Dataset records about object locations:
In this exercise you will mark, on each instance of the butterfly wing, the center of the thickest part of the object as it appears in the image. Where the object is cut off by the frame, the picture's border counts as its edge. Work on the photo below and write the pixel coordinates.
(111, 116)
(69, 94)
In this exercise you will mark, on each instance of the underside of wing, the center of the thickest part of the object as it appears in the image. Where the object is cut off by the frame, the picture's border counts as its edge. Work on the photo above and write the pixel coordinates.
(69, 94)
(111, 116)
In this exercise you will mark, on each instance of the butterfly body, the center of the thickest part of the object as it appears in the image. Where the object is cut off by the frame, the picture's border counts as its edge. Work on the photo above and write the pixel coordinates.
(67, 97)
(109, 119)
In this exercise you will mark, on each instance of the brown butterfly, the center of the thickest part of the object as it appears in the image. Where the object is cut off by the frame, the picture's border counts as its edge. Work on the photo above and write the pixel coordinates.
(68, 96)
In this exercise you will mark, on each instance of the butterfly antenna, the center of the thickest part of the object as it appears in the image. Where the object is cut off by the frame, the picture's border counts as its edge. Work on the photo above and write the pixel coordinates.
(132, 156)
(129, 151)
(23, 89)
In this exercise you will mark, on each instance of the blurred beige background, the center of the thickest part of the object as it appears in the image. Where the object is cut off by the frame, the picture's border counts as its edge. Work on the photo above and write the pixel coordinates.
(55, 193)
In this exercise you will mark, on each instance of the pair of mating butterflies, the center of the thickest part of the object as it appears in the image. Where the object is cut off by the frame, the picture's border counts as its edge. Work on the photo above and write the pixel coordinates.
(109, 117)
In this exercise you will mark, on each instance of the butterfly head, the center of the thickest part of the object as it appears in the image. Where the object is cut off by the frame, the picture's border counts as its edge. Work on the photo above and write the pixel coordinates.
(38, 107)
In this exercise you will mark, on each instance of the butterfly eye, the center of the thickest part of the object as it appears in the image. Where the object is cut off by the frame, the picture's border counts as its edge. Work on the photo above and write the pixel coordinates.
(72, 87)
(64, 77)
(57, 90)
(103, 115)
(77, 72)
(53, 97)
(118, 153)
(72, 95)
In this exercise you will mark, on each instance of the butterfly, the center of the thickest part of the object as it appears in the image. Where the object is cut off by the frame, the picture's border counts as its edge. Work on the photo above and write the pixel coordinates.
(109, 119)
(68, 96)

WRITTEN PROBLEM: In the records above, return only the line that contains "of the brown" and every line after it through the last, exactly as they appear.

TASK SOLUTION:
In this exercise you will mark, on each instance of the brown butterfly, the center of the thickest part of the object as it appears in the image. Where the object is cut off by the frame, the picture's border counts as its edge. Work on the photo above and write the pixel coordinates.
(68, 96)
In this exercise you will mark, on each instance of the butterfly antenna, the center of the thickest part of the object as it appears in the image. Where the object is cut off by the frame, the picture's border counts as its edge. Work on the photo above and write the pixel coordinates.
(132, 156)
(129, 151)
(23, 89)
In this exercise you will mark, on each instance of the blurred beige background, the center of the thickest part of the object as it appears in the image. Where the object is cut off by the frame, the picture's border counts as its edge. Work on the photo above and write the pixel coordinates.
(55, 193)
In this exercise you will mark, on each instance of the pair of mating butterflies, the center of the thickest part of the object as it appears in the image. Where the object is cut off by the frame, the picture's border counts as its edge. Work on the photo above and write the pixel coordinates.
(109, 117)
In this exercise you will mark, on each instance of the butterfly head, the center of the thickest part of the object as it appears in the image. Where the object is cut off by the frame, the picture's border counts as its edge. Work on the photo above and write the pixel coordinates.
(38, 107)
In this exercise you will mark, on each instance of the butterfly eye, the center of the thickest part of the object as it appears in the image. Where the object is cut off by the frame, the picture's border counts as its edge. Work on the photo above and write the pixel coordinates.
(72, 87)
(64, 77)
(57, 90)
(103, 115)
(77, 72)
(53, 97)
(118, 153)
(72, 95)
In this exercise you will mark, on each instance of the butterfly, the center of the thickest part of the object as it appears in the image. Where the object is cut off by the frame, the picture's border counts as its edge. Work on the photo above and write the pixel coordinates.
(109, 119)
(68, 96)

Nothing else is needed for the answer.